++++ EXERCISE DATA

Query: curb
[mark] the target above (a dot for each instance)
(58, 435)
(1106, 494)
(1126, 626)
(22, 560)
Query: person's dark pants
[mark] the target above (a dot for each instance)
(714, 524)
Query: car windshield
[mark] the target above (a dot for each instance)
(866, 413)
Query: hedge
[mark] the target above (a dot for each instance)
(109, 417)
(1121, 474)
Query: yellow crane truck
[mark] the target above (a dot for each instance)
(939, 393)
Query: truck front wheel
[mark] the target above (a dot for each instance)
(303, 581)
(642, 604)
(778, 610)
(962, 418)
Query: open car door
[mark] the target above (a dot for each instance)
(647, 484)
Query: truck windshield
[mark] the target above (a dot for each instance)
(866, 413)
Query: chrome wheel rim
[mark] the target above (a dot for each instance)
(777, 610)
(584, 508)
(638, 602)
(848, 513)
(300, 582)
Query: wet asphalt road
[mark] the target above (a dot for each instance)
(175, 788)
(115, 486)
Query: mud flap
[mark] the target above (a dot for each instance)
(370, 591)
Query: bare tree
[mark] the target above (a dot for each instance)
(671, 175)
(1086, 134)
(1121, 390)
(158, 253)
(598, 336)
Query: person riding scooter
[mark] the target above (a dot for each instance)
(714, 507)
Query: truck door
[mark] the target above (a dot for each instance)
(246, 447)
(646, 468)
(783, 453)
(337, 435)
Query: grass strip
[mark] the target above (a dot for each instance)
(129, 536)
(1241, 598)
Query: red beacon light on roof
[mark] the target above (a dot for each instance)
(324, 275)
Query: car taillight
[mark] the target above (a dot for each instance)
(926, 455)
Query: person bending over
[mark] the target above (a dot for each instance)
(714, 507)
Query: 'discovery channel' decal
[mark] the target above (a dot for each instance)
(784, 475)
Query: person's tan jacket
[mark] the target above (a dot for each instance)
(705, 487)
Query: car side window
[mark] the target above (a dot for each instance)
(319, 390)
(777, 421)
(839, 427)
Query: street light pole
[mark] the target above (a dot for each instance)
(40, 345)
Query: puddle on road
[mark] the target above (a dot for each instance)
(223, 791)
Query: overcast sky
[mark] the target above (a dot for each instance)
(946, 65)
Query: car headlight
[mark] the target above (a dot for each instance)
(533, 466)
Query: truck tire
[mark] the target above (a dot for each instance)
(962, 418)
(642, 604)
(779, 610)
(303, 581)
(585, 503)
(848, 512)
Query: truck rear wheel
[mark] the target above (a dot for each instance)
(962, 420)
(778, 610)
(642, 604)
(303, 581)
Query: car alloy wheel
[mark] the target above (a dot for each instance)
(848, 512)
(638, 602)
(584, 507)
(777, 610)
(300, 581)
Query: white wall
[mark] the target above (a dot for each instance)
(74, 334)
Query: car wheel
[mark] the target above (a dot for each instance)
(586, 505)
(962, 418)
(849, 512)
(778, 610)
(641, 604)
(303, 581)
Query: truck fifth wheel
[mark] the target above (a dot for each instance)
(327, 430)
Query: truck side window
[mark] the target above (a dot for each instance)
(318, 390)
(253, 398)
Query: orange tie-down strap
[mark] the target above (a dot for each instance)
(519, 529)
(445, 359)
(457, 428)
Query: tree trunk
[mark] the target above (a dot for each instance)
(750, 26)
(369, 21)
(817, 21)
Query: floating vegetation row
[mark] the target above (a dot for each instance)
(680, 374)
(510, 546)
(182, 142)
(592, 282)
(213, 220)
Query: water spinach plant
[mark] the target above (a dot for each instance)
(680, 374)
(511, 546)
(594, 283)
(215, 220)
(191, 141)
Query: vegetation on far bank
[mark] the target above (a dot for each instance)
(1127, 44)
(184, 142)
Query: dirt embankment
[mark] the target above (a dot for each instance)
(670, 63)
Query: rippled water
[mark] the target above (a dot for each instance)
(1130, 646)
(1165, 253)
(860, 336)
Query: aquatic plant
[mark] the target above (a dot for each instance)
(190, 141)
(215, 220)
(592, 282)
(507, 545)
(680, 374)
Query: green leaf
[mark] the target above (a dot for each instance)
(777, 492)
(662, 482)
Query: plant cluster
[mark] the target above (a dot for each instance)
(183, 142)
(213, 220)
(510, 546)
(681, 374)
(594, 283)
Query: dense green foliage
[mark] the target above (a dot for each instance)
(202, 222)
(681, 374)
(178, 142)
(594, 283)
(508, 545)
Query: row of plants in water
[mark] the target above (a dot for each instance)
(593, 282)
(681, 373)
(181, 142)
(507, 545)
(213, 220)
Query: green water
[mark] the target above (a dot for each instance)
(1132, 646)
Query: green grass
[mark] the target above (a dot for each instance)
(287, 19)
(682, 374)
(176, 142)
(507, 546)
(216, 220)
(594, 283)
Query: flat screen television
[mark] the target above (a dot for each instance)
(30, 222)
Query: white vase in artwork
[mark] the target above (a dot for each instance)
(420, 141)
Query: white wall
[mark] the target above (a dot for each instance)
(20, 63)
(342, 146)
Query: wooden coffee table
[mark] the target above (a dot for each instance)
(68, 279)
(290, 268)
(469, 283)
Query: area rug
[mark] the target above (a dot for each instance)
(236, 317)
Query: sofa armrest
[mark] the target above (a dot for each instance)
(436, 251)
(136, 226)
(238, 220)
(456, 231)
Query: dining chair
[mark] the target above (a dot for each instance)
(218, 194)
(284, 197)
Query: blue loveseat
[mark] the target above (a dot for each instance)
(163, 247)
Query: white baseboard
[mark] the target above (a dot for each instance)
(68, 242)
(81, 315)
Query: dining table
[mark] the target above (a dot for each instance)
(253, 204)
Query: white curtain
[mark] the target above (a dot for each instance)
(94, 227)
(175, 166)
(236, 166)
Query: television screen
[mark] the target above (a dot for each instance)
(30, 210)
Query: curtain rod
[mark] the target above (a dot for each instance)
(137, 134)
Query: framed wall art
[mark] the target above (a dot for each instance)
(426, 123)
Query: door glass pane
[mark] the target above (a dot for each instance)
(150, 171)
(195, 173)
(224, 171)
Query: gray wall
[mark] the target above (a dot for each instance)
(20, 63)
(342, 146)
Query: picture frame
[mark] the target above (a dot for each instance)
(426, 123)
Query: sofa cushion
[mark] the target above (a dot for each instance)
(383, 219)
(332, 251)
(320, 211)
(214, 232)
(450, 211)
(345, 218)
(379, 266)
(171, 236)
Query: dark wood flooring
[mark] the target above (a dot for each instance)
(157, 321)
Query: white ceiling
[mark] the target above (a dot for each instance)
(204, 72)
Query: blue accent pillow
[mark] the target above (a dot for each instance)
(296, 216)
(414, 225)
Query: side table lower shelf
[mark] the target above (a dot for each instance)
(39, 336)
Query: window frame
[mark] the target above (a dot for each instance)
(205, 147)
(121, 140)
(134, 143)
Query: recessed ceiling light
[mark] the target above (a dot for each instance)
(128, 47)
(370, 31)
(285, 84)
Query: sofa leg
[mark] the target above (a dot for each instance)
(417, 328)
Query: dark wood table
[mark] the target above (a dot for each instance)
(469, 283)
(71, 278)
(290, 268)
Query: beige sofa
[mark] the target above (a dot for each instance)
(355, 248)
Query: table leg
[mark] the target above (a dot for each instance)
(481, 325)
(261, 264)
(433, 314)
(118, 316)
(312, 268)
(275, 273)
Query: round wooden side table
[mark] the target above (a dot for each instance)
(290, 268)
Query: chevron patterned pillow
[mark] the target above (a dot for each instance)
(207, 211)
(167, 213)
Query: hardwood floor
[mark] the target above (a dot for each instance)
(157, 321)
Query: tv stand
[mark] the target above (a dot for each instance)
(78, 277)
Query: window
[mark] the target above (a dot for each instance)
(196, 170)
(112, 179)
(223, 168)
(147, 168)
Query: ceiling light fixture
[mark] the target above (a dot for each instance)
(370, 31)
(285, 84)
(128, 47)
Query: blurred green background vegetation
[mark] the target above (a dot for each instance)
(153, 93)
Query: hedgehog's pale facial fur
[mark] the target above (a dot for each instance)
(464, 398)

++++++++

◆ **JOB**
Please express the lines running from the line containing "Query: blurred green background vegetation" through the end of the records as a JSON list of strings, one string per line, leaving out blank lines.

◆ **FULL OUTPUT**
[
  "Query: blurred green background vegetation",
  "[mark] the target above (a dot for each instance)",
  "(153, 93)",
  "Query: hedgehog's pale facial fur",
  "[mark] the target above (a dot for each instance)",
  "(464, 398)"
]